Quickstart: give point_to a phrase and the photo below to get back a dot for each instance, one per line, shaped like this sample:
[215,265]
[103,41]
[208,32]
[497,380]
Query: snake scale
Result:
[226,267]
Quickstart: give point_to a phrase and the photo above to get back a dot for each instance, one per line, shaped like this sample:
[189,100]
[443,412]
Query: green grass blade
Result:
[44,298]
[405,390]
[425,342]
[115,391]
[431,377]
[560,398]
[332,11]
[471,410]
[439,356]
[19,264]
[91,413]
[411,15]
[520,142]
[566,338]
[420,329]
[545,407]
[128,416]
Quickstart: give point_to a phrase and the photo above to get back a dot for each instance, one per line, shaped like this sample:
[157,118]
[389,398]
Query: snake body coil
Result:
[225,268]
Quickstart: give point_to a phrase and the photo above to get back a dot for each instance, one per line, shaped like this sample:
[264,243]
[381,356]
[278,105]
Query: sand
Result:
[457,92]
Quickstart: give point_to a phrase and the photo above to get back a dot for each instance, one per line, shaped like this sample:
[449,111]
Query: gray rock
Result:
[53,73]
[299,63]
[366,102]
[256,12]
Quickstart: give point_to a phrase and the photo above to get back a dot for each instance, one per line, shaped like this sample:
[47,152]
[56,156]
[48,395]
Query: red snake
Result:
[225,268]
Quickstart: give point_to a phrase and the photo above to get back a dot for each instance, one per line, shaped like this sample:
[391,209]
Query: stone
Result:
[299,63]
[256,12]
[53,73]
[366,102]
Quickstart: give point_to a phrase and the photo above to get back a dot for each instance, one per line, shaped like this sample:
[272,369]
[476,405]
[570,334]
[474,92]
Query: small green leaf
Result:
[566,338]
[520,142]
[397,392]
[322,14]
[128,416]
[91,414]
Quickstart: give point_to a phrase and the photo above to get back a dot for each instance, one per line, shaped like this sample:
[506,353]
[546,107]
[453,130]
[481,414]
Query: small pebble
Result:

════════════════

Count the lines in the items above that contain the string "small", treating uppercase and lowercase as different. Reply with the number only.

2